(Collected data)
+ + +

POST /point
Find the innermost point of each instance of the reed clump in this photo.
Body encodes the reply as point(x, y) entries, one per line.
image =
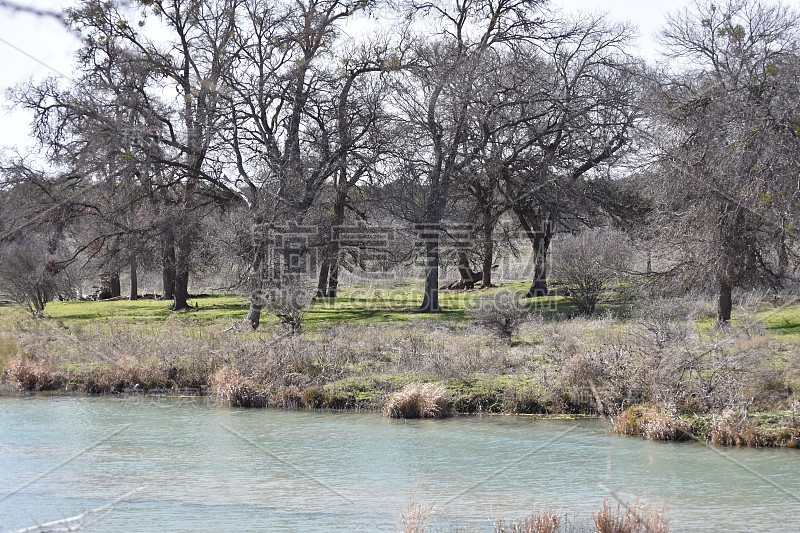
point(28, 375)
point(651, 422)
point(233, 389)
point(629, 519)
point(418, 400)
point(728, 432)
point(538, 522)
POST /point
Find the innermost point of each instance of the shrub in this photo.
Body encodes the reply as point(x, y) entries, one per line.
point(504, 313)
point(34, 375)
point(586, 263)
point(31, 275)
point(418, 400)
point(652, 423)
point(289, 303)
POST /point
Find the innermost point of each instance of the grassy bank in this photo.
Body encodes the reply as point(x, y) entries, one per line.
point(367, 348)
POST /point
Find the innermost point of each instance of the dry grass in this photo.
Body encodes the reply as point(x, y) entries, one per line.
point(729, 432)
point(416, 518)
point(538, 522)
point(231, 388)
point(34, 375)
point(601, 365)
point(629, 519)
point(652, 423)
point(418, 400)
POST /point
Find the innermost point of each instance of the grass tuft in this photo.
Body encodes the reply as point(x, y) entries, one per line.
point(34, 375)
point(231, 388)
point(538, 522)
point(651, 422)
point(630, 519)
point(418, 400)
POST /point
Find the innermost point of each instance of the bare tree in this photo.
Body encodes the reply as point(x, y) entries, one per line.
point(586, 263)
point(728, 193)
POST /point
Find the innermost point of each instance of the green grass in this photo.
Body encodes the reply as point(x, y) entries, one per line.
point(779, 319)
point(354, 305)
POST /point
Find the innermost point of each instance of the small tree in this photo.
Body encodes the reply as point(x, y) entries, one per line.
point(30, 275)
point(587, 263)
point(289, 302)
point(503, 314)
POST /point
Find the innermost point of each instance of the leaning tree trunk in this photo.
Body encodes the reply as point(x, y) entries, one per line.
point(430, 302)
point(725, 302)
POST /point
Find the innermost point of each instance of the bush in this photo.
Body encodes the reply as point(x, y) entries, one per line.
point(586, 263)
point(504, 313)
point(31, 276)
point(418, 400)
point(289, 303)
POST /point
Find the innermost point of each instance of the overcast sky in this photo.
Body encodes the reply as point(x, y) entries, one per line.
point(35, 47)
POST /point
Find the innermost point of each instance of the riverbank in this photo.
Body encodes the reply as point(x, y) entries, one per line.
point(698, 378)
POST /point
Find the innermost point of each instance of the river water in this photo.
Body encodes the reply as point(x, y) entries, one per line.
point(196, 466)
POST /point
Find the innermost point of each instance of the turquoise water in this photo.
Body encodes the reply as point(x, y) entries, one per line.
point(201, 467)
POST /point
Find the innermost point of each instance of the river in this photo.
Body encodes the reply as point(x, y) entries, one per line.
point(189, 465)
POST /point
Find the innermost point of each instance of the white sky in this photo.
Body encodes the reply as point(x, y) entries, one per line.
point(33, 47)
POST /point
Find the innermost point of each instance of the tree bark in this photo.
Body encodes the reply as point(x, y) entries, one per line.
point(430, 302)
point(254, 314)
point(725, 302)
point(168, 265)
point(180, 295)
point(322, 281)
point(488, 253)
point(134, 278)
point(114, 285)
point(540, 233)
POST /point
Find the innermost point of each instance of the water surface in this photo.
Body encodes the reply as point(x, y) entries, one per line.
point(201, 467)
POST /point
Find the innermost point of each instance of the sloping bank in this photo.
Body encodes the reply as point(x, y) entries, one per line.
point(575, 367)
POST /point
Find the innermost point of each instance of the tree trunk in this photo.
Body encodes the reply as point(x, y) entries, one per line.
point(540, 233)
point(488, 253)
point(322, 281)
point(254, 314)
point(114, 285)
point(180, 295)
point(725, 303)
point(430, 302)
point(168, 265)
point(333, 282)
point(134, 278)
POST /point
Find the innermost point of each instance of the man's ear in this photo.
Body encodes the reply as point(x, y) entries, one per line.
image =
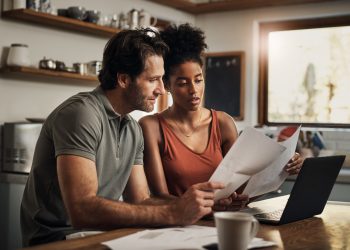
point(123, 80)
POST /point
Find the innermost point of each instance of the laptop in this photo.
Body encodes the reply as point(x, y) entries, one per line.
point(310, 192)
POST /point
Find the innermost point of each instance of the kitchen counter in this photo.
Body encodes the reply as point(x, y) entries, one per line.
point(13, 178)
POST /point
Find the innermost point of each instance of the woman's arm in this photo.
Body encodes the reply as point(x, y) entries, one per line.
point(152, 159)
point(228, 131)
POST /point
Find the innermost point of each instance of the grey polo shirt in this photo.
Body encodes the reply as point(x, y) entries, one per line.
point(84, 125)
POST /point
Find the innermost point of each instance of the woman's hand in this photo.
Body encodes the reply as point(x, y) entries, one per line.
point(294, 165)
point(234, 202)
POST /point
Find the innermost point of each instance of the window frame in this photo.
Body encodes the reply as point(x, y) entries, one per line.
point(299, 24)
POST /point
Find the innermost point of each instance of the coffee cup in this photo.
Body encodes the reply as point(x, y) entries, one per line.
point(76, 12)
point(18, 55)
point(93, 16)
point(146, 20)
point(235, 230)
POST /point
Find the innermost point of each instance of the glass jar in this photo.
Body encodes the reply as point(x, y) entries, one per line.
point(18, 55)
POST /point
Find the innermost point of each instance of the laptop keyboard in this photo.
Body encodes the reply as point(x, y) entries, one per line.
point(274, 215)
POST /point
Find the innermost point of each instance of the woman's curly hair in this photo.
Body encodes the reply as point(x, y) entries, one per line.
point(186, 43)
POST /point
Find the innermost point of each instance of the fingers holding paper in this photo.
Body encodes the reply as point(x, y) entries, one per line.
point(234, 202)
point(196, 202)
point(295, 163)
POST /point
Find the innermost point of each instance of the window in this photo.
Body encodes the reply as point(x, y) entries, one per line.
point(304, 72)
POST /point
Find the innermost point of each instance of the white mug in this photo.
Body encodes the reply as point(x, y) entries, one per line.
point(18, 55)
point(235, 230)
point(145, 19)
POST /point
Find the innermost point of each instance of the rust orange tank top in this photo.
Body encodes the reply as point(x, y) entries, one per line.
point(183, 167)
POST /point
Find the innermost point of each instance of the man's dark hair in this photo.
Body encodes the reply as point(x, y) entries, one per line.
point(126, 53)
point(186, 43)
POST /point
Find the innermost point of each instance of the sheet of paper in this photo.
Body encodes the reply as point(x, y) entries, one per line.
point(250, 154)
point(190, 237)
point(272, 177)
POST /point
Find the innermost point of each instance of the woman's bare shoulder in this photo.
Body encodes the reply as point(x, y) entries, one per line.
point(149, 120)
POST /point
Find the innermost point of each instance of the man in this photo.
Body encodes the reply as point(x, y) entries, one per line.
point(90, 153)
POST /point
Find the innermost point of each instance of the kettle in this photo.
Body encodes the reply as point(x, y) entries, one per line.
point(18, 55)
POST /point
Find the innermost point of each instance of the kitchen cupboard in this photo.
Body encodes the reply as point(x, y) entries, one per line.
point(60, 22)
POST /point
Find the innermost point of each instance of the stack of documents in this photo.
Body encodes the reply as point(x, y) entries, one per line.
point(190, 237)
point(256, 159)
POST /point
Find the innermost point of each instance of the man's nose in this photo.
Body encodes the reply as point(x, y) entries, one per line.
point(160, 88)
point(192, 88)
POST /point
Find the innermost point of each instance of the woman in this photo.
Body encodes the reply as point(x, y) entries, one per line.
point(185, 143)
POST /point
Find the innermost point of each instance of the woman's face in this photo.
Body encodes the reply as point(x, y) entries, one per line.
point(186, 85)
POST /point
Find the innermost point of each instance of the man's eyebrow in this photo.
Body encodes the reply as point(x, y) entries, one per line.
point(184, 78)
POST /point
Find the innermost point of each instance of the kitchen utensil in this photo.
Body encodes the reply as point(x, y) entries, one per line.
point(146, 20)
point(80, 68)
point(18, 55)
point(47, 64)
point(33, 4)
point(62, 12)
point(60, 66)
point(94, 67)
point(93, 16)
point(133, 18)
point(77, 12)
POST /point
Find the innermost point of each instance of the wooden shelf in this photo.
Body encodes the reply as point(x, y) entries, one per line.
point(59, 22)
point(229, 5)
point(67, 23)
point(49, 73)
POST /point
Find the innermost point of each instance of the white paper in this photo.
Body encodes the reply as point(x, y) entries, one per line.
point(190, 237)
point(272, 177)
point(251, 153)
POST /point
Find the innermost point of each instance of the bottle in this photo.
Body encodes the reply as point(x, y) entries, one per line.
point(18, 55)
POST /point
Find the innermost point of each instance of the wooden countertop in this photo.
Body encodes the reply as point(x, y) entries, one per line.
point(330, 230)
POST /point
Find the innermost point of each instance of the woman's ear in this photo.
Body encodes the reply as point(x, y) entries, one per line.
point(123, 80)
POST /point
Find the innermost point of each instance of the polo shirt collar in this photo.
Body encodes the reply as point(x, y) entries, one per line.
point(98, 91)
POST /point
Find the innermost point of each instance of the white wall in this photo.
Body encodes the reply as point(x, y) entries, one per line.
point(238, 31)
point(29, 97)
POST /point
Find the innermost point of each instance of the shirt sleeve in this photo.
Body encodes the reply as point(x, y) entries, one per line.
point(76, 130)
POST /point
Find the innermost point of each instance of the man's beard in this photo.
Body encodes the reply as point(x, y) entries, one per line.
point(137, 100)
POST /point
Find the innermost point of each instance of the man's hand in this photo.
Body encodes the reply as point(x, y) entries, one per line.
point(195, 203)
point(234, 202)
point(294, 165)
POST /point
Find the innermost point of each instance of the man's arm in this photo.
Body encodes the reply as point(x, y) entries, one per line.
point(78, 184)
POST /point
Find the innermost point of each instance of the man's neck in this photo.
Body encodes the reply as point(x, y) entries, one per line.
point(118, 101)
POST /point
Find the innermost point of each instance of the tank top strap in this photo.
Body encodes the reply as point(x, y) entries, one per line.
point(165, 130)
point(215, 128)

+ + +

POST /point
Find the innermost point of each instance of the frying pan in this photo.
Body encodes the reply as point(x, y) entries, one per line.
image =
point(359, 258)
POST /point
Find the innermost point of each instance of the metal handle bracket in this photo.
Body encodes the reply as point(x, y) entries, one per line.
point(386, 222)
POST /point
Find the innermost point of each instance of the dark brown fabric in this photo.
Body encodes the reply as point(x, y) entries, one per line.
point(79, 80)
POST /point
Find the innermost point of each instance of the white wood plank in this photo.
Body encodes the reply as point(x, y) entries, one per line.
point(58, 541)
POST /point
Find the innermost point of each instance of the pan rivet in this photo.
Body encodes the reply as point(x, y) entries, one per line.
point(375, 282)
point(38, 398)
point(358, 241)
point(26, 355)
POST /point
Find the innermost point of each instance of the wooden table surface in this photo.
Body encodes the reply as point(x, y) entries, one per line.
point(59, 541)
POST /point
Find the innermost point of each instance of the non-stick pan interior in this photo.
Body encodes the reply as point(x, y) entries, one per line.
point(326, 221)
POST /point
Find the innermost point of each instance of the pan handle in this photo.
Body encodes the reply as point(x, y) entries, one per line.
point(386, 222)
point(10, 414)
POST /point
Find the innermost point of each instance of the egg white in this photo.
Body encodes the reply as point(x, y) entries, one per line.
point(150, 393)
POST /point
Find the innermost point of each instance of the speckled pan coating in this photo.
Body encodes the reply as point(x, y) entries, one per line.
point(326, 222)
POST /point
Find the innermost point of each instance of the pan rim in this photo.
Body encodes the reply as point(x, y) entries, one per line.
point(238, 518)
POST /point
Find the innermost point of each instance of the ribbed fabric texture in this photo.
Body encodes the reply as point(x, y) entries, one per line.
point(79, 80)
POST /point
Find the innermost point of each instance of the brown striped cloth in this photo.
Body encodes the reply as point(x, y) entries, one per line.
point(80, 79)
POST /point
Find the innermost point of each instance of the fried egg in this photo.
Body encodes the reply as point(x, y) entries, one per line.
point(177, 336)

+ + +

* _Problem requirements_
Provide only the number of lines in the records containing the string "kitchen".

* _Expected answer_
3